La situazione sarebbe precipitata nel 1792, quando il re del Nepal, approfittando di alcuni conflitti interni nel governo di Lhasa, avrebbe cercato di invadere il Tibet e di sottometterlo al suo potere. Il conflitto si concluse rapidamente con la ritirata dell’esercito nepalese vista l’impossibilità di inviare i necessari approvvigionamenti alle altezze vertiginose dell’altopiano tibetano. Il confine fra i due paesi venne tuttavia ridisegnato in modo da includere all’interno del Nepal non solo le vette dell’Himalaya, ma anche una porzione dell’altopiano con la sua popolazione sherpa e una piccola minoranza tibetana. Nel corso dell’Ottocento, questa minoranza avrebbe costituito un’importante pedina nei rapporti diplomatici fra Nepal e Tibet, due stati che mantenevano un’orgogliosa quanto precaria indipendenza fra la Cina delle concessioni commerciali e l’India del colonialismo britannico.

=== Record estratti ===
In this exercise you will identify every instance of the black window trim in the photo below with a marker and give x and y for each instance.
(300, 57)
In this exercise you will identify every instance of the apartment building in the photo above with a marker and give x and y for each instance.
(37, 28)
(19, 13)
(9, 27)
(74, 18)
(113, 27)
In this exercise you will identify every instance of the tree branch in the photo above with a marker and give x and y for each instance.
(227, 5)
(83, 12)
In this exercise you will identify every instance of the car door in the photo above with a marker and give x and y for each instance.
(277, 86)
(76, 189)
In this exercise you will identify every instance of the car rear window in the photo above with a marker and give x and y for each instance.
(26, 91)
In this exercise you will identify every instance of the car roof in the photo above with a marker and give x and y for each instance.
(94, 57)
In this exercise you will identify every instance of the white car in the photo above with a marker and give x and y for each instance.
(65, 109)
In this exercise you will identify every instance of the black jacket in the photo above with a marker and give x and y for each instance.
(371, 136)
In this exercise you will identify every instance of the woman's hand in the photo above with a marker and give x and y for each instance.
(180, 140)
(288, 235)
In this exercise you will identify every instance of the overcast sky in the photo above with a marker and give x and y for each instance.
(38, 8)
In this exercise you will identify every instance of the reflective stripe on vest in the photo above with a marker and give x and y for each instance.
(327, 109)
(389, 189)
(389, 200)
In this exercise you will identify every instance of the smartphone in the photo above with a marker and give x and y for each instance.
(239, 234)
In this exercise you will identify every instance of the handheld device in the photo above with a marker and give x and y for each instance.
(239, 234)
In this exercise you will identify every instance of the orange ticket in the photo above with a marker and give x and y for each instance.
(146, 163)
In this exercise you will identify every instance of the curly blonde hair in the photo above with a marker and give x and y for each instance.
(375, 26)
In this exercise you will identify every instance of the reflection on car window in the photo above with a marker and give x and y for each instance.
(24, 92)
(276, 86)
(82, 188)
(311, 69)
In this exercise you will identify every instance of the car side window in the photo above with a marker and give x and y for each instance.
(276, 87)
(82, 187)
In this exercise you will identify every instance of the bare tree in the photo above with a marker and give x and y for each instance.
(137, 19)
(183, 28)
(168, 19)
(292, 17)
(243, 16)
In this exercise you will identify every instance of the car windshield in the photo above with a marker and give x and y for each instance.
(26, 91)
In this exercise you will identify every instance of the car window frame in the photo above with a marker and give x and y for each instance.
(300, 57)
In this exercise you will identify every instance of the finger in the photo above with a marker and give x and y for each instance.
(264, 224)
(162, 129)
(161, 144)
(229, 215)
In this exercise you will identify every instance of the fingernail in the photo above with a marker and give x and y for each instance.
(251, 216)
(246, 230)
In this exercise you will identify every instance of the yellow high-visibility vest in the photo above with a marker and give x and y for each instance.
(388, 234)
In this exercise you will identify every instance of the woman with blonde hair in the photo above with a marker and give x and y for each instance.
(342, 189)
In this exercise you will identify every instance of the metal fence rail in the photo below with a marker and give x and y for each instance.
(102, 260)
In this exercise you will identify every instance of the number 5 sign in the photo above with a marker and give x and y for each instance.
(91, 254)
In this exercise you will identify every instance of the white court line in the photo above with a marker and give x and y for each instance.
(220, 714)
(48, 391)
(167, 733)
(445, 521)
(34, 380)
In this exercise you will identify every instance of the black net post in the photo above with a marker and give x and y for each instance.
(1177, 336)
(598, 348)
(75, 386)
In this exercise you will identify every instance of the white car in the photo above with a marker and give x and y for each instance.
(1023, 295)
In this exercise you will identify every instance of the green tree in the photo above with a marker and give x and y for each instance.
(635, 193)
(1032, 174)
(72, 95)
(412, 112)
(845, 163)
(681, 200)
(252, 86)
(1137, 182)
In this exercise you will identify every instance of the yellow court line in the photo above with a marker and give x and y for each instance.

=== Istruzioni ===
A - Nel brano sul conflitto tra Nepal e Tibet, in quale anno il re del Nepal cercò di invadere il Tibet?
B - Ricopia senza modifiche i record dalla riga che contiene "the woman with" fino all'ultima riga dei record, entrambe comprese.
Il brano e i record non hanno alcun legame tra loro.

=== Risposte ===
A - Nel 1792.

B -
In this exercise you will identify every instance of the woman with blonde hair in the photo above with a marker and give x and y for each instance.
(342, 189)
In this exercise you will identify every instance of the metal fence rail in the photo below with a marker and give x and y for each instance.
(102, 260)
In this exercise you will identify every instance of the number 5 sign in the photo above with a marker and give x and y for each instance.
(91, 254)
In this exercise you will identify every instance of the white court line in the photo above with a marker and give x and y for each instance.
(220, 714)
(48, 391)
(167, 733)
(445, 521)
(34, 380)
In this exercise you will identify every instance of the black net post in the photo above with a marker and give x and y for each instance.
(1177, 336)
(598, 348)
(75, 386)
In this exercise you will identify every instance of the white car in the photo above with a marker and give x and y for each instance.
(1023, 295)
In this exercise you will identify every instance of the green tree in the photo above with a marker and give x and y for each instance.
(635, 193)
(1032, 174)
(72, 95)
(412, 112)
(845, 163)
(681, 200)
(252, 86)
(1137, 182)
In this exercise you will identify every instance of the yellow court line in the photo above with a marker and give x and y for each instance.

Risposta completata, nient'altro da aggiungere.